[Begin MATERIALS PROVIDED]

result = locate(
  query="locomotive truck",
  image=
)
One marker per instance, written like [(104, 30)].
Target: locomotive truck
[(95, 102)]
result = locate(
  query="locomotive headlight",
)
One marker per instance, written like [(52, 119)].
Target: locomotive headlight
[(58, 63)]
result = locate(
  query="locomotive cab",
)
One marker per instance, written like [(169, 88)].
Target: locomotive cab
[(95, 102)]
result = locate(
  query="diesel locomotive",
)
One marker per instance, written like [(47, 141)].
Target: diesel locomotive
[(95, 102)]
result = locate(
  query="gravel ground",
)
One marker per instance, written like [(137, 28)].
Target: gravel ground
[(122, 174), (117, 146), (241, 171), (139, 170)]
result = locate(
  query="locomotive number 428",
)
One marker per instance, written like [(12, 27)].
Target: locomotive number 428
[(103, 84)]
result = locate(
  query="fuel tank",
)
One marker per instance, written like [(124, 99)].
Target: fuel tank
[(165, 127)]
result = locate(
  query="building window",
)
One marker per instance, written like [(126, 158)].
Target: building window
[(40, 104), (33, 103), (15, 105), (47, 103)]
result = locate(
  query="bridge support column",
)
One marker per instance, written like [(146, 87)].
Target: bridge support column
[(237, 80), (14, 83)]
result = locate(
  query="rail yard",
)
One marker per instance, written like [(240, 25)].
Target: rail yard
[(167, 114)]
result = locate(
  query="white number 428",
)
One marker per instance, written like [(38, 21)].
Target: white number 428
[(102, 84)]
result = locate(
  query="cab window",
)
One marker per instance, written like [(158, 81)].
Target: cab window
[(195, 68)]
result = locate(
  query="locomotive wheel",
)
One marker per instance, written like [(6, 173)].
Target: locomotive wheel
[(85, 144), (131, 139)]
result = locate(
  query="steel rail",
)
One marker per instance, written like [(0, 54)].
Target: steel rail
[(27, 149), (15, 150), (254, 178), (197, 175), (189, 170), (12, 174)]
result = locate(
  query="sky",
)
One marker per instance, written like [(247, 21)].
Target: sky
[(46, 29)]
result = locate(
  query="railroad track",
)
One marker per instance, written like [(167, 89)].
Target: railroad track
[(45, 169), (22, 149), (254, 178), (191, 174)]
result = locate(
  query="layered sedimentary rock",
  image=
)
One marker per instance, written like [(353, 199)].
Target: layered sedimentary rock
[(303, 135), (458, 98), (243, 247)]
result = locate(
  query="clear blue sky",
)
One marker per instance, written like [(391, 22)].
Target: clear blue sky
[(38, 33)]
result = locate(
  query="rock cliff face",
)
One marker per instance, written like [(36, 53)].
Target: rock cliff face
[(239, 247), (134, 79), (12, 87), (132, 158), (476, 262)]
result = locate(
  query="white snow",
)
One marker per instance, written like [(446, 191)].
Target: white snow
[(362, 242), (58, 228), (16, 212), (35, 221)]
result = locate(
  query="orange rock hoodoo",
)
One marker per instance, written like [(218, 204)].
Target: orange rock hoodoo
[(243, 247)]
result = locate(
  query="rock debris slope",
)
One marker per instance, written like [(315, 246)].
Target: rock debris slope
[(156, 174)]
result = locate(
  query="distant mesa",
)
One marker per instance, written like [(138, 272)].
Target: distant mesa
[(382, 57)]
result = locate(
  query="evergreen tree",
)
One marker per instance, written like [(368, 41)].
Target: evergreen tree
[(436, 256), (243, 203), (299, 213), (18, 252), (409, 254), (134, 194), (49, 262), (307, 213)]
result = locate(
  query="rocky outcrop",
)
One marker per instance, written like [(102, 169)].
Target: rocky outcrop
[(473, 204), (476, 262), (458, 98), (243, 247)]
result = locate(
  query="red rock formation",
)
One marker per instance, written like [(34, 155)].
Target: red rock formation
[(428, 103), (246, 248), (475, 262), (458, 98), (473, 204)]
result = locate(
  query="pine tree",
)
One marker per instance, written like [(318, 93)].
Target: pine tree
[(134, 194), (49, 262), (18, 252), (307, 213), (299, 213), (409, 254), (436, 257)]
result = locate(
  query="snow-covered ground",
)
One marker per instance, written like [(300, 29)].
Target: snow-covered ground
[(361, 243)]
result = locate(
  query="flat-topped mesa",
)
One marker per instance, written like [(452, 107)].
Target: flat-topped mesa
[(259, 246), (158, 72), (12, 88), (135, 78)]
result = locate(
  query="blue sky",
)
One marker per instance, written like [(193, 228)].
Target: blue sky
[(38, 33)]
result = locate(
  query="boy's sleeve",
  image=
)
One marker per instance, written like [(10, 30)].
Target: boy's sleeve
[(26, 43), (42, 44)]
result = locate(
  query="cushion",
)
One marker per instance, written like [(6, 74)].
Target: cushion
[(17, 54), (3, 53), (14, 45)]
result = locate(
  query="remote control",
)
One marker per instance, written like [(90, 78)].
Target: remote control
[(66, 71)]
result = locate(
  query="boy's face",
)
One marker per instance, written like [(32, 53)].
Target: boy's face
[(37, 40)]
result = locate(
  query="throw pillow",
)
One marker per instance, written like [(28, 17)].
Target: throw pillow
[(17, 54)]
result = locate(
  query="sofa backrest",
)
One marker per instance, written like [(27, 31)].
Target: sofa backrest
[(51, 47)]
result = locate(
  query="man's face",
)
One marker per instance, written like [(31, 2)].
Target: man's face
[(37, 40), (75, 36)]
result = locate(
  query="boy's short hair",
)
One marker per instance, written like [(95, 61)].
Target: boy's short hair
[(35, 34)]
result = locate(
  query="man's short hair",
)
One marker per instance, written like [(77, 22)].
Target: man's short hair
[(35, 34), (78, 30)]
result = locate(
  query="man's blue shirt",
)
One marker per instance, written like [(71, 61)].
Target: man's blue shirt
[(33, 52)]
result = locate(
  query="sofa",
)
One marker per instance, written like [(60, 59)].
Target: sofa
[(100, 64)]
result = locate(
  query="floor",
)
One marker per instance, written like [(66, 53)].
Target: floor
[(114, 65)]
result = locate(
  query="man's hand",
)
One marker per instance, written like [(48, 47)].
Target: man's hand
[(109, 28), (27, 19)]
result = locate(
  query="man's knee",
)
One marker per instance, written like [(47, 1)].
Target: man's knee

[End MATERIALS PROVIDED]

* _DIRECTIVE_:
Rewrite every line of the material above as a numbered list, skipping any blank lines.

* _WRITTEN RESPONSE_:
1. result = locate(
2.   query="locomotive truck",
3.   image=
4. )
5. One marker per instance, written like [(104, 30)].
6. Target: locomotive truck
7. [(95, 102)]
8. result = locate(
9.   query="locomotive headlight",
10. )
11. One marker per instance, written like [(52, 119)].
12. Target: locomotive headlight
13. [(58, 63)]
14. result = locate(
15.   query="locomotive cab",
16. )
17. One marker per instance, written like [(169, 88)].
18. Target: locomotive cab
19. [(95, 102)]
20. result = locate(
21.   query="diesel locomotive",
22. )
23. One marker per instance, written like [(47, 141)].
24. Target: diesel locomotive
25. [(95, 102)]
26. result = locate(
27.   query="gravel ground",
28. )
29. One marker per instance, written like [(137, 28)].
30. Target: gravel ground
31. [(122, 174), (117, 146), (241, 171), (139, 170)]
32. result = locate(
33.   query="locomotive number 428",
34. )
35. One marker per instance, written like [(12, 27)].
36. Target: locomotive number 428
37. [(103, 84)]
38. result = locate(
39.   query="fuel tank",
40. )
41. One marker per instance, written like [(124, 99)].
42. Target: fuel tank
43. [(165, 127)]
44. result = locate(
45.   query="building window",
46. )
47. One marker per instance, written like [(126, 158)].
48. Target: building window
49. [(40, 104), (33, 103), (15, 105), (47, 103)]
50. result = locate(
51.   query="bridge support column",
52. )
53. One marker per instance, written like [(146, 87)].
54. Target: bridge support column
55. [(237, 80), (14, 83)]
56. result = locate(
57.   query="rail yard",
58. )
59. One marker per instance, written like [(240, 25)].
60. Target: rail yard
61. [(167, 114)]
62. result = locate(
63.   query="white number 428",
64. )
65. One marker per instance, written like [(38, 21)].
66. Target: white number 428
67. [(102, 84)]
68. result = locate(
69.   query="cab window",
70. )
71. One marker per instance, written like [(158, 81)].
72. Target: cab window
73. [(195, 68)]
74. result = locate(
75.   query="locomotive wheel",
76. )
77. One marker per instance, written like [(6, 173)].
78. Target: locomotive wheel
79. [(85, 144), (131, 139)]
80. result = locate(
81.   query="steel rail",
82. )
83. One marker per instance, written like [(0, 54)].
84. Target: steel rail
85. [(27, 149), (15, 150), (254, 178), (197, 175), (189, 170), (12, 174)]
86. result = locate(
87.   query="sky",
88. )
89. One marker per instance, written like [(247, 21)].
90. Target: sky
91. [(46, 29)]
92. result = locate(
93.   query="railroad track",
94. )
95. One marker per instance, written like [(167, 89)].
96. Target: railroad track
97. [(45, 169), (22, 149), (254, 178), (191, 174)]
98. result = locate(
99.   query="layered sedimentary rock",
100.   image=
101. )
102. One marker per instance, written like [(353, 199)].
103. Target: layered sedimentary rock
104. [(303, 135), (458, 98), (243, 247)]
105. result = locate(
106.   query="clear blue sky",
107. )
108. One marker per instance, written like [(391, 22)].
109. Target: clear blue sky
110. [(38, 33)]
111. result = locate(
112.   query="rock cliff face",
113. )
114. One marker per instance, written like [(36, 53)].
115. Target: rock cliff face
116. [(239, 247), (134, 79), (12, 87), (132, 158), (476, 262)]
117. result = locate(
118.   query="white snow",
119. )
120. One marker per instance, written like [(446, 191)].
121. Target: white snow
122. [(362, 242), (58, 228), (16, 212), (35, 221)]
123. result = locate(
124.   query="orange rock hoodoo",
125. )
126. One marker per instance, written like [(218, 204)].
127. Target: orange rock hoodoo
128. [(243, 247)]
129. result = locate(
130.   query="rock debris slope",
131. )
132. One marker per instance, written like [(315, 246)].
133. Target: rock debris slope
134. [(156, 174)]
135. result = locate(
136.   query="distant mesa",
137. )
138. One marker per instance, written like [(138, 272)].
139. Target: distant mesa
140. [(382, 57)]
141. result = locate(
142.   query="evergreen tree",
143. )
144. One marker per instance, written like [(368, 41)].
145. Target: evergreen tree
146. [(436, 256), (243, 203), (299, 213), (18, 252), (409, 254), (134, 194), (49, 262), (307, 213)]
147. result = locate(
148.   query="rocky outcrop",
149. )
150. One marker per instance, written like [(102, 169)].
151. Target: rocky outcrop
152. [(473, 204), (476, 262), (458, 98), (243, 247)]
153. result = locate(
154.   query="red rock formation",
155. )
156. One marker per instance, written like [(34, 155)].
157. Target: red rock formation
158. [(428, 103), (246, 248), (475, 262), (458, 98), (473, 204)]
159. result = locate(
160.   query="pine tree",
161. )
162. One marker per instance, written like [(318, 93)].
163. Target: pine tree
164. [(134, 194), (49, 262), (18, 252), (307, 213), (299, 213), (409, 254), (436, 257)]
165. result = locate(
166.   query="snow-covered ground",
167. )
168. One marker per instance, written like [(300, 29)].
169. Target: snow-covered ground
170. [(361, 243)]
171. result = locate(
172.   query="flat-topped mesa",
173. )
174. One marker per instance, written like [(452, 107)].
175. Target: flat-topped mesa
176. [(259, 246), (158, 72), (12, 88), (135, 78)]
177. result = locate(
178.   query="blue sky",
179. )
180. One marker per instance, written like [(193, 228)].
181. Target: blue sky
182. [(38, 33)]
183. result = locate(
184.   query="boy's sleeve",
185.   image=
186. )
187. One marker per instance, written like [(10, 30)].
188. Target: boy's sleeve
189. [(26, 43), (42, 44)]
190. result = locate(
191.   query="cushion",
192. )
193. One marker per instance, written like [(6, 74)].
194. Target: cushion
195. [(17, 54), (3, 53), (14, 45)]
196. result = locate(
197.   query="remote control",
198. )
199. One marker per instance, written like [(90, 78)].
200. Target: remote control
201. [(66, 71)]
202. result = locate(
203.   query="boy's face",
204. )
205. One marker per instance, written like [(32, 53)].
206. Target: boy's face
207. [(37, 40)]
208. result = locate(
209.   query="throw pillow",
210. )
211. One marker per instance, written like [(28, 17)].
212. Target: throw pillow
213. [(17, 54)]
214. result = locate(
215.   query="sofa backrest",
216. )
217. One marker per instance, written like [(27, 31)].
218. Target: sofa backrest
219. [(51, 47)]
220. result = locate(
221.   query="man's face",
222. )
223. One marker per instance, written like [(31, 2)].
224. Target: man's face
225. [(37, 40), (75, 36)]
226. result = locate(
227.   query="boy's short hair",
228. )
229. One marker per instance, written like [(95, 61)].
230. Target: boy's short hair
231. [(35, 34)]
232. result = locate(
233.   query="man's short hair",
234. )
235. One marker per instance, written like [(77, 22)].
236. Target: man's short hair
237. [(35, 34), (78, 30)]
238. result = locate(
239.   query="man's blue shirt",
240. )
241. One marker per instance, written like [(71, 61)].
242. Target: man's blue shirt
243. [(33, 52)]
244. result = locate(
245.   query="sofa",
246. )
247. One marker per instance, written like [(60, 59)].
248. Target: sofa
249. [(100, 64)]
250. result = locate(
251.   query="floor",
252. )
253. One marker per instance, written like [(66, 53)].
254. Target: floor
255. [(114, 65)]
256. result = locate(
257.   query="man's hand",
258. )
259. One marker per instance, written like [(48, 47)].
260. Target: man's hand
261. [(109, 28), (27, 19)]
262. result = locate(
263.   query="man's knee",
264. )
265. One marker per instance, written like [(47, 1)].
266. Target: man's knee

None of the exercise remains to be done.